Published: Saturday, June 6, 2026
If you’ve been to a grocery store, a car dealership, or even just tried to buy a decent pair of socks lately, you’ve probably noticed something annoying. Actually, let’s call it what it is: infuriating.
The talking heads on the news are constantly chirping about how "inflation is cooling." They show us fancy charts where the line is finally flattening out like a tired dog after a long walk. They want us to throw a parade because prices are only rising at 2% instead of 9%. But here’s the problem, the "cool" inflation they’re talking about doesn’t mean prices are actually going down. It just means they’re staying at the penthouse level instead of climbing to the moon.
Why are we still paying 2022 prices (or worse) in the middle of 2026? One of the biggest culprits sitting in the corner, trying not to be noticed, is the current tariff regime.
Today, I’m going to break down the "Tariff Madness" in under three minutes of reading time (okay, maybe five if you’re drinking coffee). We’re going to look at why these taxes are keeping your wallet light and why, in the world of economics, prices are a lot like an elevator that only goes up.
The Magic Trick: Who Actually Pays the Tariff?
Let’s get one thing straight right out of the gate. There is a massive misconception that tariffs are a "fine" paid by foreign countries to the U.S. government. It sounds great in a campaign speech, right? "We’re going to make them pay!"
In reality, a tariff is a tax collected by U.S. Customs and Border Protection at the port of entry. The person writing the check isn't some factory owner in a faraway land; it’s the American company importing the goods.
When a U.S. business has to pay a 10%, 20%, or: as we’ve seen with some of the "Section 122" duties: even higher percentages to get parts, plastics, or finished products into the country, they don't just eat that cost out of the goodness of their hearts. They pass it on to you.
It’s a giant game of "Pass the Potato," and as a regular guy, you’re the one holding the potato when the music stops.

The Elevator vs. The Snail: Why Prices Are "Sticky"
Economists have a term for why your favorite bag of chips hasn’t dropped back down to $3.00: Sticky Prices.
Think of it this way: Prices are like an express elevator when costs go up. The second a new tariff is announced or a supply chain gets kinked, companies mash the "Up" button. But when costs finally start to settle down? The elevator is out of service, and prices have to take the stairs. And those stairs are being climbed by a snail with a heavy backpack.

There are a few reasons for this "stickiness" that we’re feeling here in June 2026:
- Margin Rebuilding: Businesses have spent the last few years getting absolutely hammered by fluctuating costs. Now that things are stabilizing, they’re using the higher prices to rebuild their "rainy day" funds. They’re scared to lower prices because they don’t know when the next trade war or global "event" will strike.
- Psychology: Once we, the "Regular Guys," get used to paying $5 for a gallon of milk or $1,000 for a mid-range smartphone, the pressure for companies to lower that price disappears. If you’re still buying it, why would they charge less?

• Directives
1. From the tariff post, reproduce the passage from "It’s a giant" up to and including "a heavy backpack.".
2. Turn the paragraph of the tariff post that begins "Think of it this way" into a short bulleted list that keeps its main points.

• Extracted data
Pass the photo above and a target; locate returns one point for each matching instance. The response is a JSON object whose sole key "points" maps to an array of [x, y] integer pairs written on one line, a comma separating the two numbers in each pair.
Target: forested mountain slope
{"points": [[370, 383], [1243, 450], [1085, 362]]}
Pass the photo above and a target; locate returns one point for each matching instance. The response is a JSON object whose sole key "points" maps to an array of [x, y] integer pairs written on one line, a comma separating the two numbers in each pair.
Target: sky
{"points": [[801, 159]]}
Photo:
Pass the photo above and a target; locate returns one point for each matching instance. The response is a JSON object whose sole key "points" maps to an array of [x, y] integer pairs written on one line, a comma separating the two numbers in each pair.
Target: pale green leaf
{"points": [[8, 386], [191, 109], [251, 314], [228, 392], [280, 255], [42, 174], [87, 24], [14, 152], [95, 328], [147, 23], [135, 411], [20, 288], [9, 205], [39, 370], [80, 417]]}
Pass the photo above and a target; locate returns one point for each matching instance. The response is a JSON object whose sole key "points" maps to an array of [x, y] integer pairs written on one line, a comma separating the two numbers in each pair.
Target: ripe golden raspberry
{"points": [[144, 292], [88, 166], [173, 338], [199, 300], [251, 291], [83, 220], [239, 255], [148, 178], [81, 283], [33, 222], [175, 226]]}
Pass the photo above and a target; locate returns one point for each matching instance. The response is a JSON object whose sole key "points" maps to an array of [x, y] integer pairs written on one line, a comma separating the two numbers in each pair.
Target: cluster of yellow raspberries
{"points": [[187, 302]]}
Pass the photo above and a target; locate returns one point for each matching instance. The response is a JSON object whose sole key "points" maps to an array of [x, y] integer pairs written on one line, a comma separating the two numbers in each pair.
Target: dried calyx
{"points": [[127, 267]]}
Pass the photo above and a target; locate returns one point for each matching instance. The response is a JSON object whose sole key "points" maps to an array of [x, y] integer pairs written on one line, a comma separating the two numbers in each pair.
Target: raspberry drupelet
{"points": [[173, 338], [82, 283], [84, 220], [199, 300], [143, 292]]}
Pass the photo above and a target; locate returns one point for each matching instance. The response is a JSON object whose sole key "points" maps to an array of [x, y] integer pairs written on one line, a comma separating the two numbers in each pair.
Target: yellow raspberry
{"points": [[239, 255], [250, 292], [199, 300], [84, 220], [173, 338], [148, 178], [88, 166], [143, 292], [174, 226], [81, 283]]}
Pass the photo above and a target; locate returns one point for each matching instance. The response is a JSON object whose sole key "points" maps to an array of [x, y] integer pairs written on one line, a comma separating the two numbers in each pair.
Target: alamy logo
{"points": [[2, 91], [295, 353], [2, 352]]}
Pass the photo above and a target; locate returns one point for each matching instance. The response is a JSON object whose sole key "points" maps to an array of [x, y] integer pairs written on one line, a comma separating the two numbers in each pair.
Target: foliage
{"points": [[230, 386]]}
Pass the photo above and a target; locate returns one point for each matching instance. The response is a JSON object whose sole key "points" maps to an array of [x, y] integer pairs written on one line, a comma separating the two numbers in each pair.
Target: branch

• Answers for the tasks
1.
It’s a giant game of "Pass the Potato," and as a regular guy, you’re the one holding the potato when the music stops.

The Elevator vs. The Snail: Why Prices Are "Sticky"
Economists have a term for why your favorite bag of chips hasn’t dropped back down to $3.00: Sticky Prices.
Think of it this way: Prices are like an express elevator when costs go up. The second a new tariff is announced or a supply chain gets kinked, companies mash the "Up" button. But when costs finally start to settle down? The elevator is out of service, and prices have to take the stairs. And those stairs are being climbed by a snail with a heavy backpack.

2.
- When costs go up, prices rise like an express elevator.
- As soon as a new tariff is announced or a supply chain gets kinked, companies push prices up.
- When costs settle down, the elevator is out of service and prices have to take the stairs.
- A snail with a heavy backpack is climbing those stairs.